* [Exercise text]
Model For Predicting Rapid Response Events

Overview

Below is the file structure of the project documentation

Overview Documentation
|   - README.md
│   - OVERVIEW.ipynb
|   - predictingRRTevents.yml
│
└───pipeline
|    |
|    └───src
|    |     - pre_processing.py
|    |     - my_impala_utils.py
|    |     - training_pipeline.py
|    |
|    └───queries
|         - rrt-info.sql
|         - rrt-most-recent-chart-value.sql
|         - rrt-avg-chart-value.sql
|         - rrt-patient-characteristics.sql
|         - rrt-on-medications.sql
|         - non-rrt-most-recent.sql
|         - non-rrt-avg-chart-value.sql
|         - non-rrt-patient-characteristics.sql
|         - non-rrt-on-medications.sql
|
└───notebooks
|   |   
│   └───analytics_helpers
|   │     - analytics_helpers.py
|   |
│   └───modeling
|   │     - modeling_base.ipynb
|   |     - modeling_diff_algorithms.ipynb
|   |     - RunModelOnExamplePatients.ipynb
│   │
│   └───EDA
│         - encounter_durations[EDA].ipynb
│         - explore_vitals_by_encounter[EDA].ipynb
|         - medications[EDA].ipynb
|         - multi_rrts[EDA].ipynb
|         - probe_encounter_types_classes[EDA].ipynb
|         - rrt_reasons[EDA].ipynb
│         - vitals_avg_over_visit[EDA].ipynb
│   
└───etl-queries
       - Compare_arrival_depart_times.sql.txt
       - Count_MedCategory.sql.txt
       - demo_scores.sql.txt
       - demo_scores_with_changes.sql.txt
       - DrugCategories.sql.txt
       - DrugName_to_DrugCategory.sql.txt
       - encounter_location_history.sql.txt
       - encounter_location_history_pairs.sql.txt
       - med_hist_encntr_med_admin.sql.txt
       - med_hist_encntr_med_admin_hr_cnt.sql.txt
       - med_hist_RRT_event.sql.txt
       - med_hist_RRT_event_distinct_med_hr_bucket.sql.txt
       - med_hist_RRT_event_med_hr_bucket.sql.txt
       - med_hist_RRT_non-event.sql.txt
       - med_hist_RRT_non-event_distinct_med_hr_bucket.sql.txt
       - med_hist_RRT_non-event_med_hr_bucket.sql.txt
       - MostFrequentVitalsWLoc.sql.txt
       - PersonQuery_KnownPersonID.sql.txt

Approach to work

We typically explored the data using the Impala query editor in Hue. Once the data of interest were initially identified, we then ran such queries and worked with the results in jupyter notebooks.

* [Listed records]

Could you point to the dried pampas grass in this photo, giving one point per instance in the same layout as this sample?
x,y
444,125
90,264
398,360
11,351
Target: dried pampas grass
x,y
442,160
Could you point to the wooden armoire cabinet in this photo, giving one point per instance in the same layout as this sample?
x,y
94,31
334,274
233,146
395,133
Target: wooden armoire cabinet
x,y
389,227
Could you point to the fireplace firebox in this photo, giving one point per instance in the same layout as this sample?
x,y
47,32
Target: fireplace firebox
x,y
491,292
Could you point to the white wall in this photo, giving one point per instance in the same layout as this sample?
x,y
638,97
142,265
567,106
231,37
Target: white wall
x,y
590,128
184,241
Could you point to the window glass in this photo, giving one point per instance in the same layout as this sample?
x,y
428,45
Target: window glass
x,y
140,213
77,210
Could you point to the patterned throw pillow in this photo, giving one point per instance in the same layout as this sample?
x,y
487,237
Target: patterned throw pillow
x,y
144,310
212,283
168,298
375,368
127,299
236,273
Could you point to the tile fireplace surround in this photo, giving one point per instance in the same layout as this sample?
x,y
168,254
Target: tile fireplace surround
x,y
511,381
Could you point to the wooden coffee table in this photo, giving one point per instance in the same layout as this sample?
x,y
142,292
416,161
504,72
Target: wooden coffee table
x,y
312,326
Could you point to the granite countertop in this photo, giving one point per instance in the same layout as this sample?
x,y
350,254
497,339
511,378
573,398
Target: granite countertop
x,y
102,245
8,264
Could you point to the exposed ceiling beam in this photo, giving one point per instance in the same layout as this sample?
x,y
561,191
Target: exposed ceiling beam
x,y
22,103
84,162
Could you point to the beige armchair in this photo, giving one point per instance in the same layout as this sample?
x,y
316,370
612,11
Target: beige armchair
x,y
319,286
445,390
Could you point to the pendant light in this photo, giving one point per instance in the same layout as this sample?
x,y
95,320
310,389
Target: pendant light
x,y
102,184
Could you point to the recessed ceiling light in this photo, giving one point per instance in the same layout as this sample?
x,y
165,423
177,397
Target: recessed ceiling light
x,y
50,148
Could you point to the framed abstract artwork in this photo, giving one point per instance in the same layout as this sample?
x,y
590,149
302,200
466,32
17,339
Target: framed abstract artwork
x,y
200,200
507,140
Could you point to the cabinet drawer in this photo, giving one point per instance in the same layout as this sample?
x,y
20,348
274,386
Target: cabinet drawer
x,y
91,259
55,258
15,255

==

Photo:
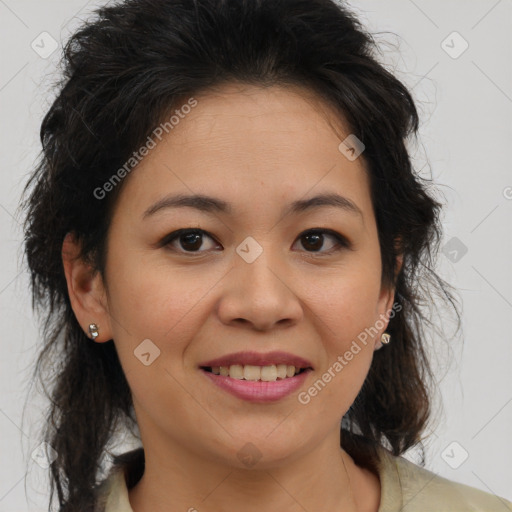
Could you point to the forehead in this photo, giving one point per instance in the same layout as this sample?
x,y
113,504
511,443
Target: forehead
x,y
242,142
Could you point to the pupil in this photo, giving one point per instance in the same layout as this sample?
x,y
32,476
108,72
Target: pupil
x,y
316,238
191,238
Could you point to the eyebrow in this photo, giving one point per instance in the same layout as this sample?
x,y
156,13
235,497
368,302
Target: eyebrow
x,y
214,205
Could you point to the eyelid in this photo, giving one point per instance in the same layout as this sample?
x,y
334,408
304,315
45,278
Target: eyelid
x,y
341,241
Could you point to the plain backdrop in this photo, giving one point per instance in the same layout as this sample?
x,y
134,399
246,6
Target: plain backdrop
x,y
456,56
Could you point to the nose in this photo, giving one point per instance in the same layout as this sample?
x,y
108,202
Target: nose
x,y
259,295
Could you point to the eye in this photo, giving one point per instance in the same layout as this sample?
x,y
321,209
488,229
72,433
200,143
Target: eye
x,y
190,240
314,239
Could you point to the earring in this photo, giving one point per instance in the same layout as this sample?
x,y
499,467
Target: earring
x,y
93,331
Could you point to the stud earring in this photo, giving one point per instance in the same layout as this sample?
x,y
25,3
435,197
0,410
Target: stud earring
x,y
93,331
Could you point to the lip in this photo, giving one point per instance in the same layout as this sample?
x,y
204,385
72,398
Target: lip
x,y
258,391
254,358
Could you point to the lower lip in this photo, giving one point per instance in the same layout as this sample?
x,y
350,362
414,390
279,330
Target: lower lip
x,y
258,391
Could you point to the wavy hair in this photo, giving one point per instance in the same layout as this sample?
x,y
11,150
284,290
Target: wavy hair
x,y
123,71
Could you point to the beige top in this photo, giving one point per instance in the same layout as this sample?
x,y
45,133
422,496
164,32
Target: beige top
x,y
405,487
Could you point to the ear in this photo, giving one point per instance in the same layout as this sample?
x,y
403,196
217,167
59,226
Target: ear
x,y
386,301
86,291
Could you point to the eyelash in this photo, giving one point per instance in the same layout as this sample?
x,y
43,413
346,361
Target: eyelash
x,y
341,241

* [Apply what you read]
1. In the documentation for the rapid response events prediction project, what tool did the team typically use to explore the data?
2. Carry on the rapid response events project documentation from its final sentence about working with query results in jupyter notebooks.

* [Answers for this exercise]
1. The Impala query editor in Hue.

2.
datamodel.zip is a zip file of the Cerner data dictionary.

notebooks

This section talks about what is in each of the notebooks and why we did what we did

analytics_helpers (subfolder)

Contains analytics_helpers.py

analytics_helpers.py

A python library that contains useful helper functions for exploratory analysis, data cleaning, and visualization.

modeling (subfolder)

Contains notebooks which cover the creation of the predictive model and cross validation.

modeling_base.ipynb

The main notebook for modeling.

modeling_diff_algorithms.ipynb

Exploring different modeling algorithms -- for reference only

RunModelOnExamplePatients.ipynb

Extracts a small subset of patients, collects their statistics into a modeling tables based on different timeframes, loads the saved model, uses model to generate risk scores, then writes the scores and modeling tables to

gbc_base.compressed

Note: The trained model was removed from the public facing repo. The saved model file, in sklearn's joblib format.

EDA (subfolder)

Contains notebooks which cover Exploratory Data Analysis of the data.

encounter_durations[EDA].ipynb

Explores encounter durations for patients with and without RRT events. Explores subselection of patients without RRT events who have similar encounter durations to patients with RRT events.

explore_vitals_by_encounter[EDA].ipynb

Creates time series of vitals signs for RRT patients which indicate time of RRT.

medications[EDA].ipynb

Explores the number of patients taking different kinds of medications, and how that breaks down for patients with and without RRT events

multi_rrts[EDA].ipynb

Explores patients with multiple RRT events. Only text output.

probe_encounter_types_classes[EDA].ipynb

Examine breakdowns of different patient/encounter types. Only text output.

rrt_reasons[EDA].ipynb

Explore the reasons for RRT events & their frequencies

vitals_avg_over_visit[EDA].ipynb

Compare if patients with RRTs have different average vitals than patients without RRTs, visually.

Features used & mapping to Cerner records (data dictionary)

Join clinical_event values to code_value table to see description
Some modeling features reference multiple Cerner fields
We create separate "recent" and "average" features for vitals signs taken during the time frame of interest.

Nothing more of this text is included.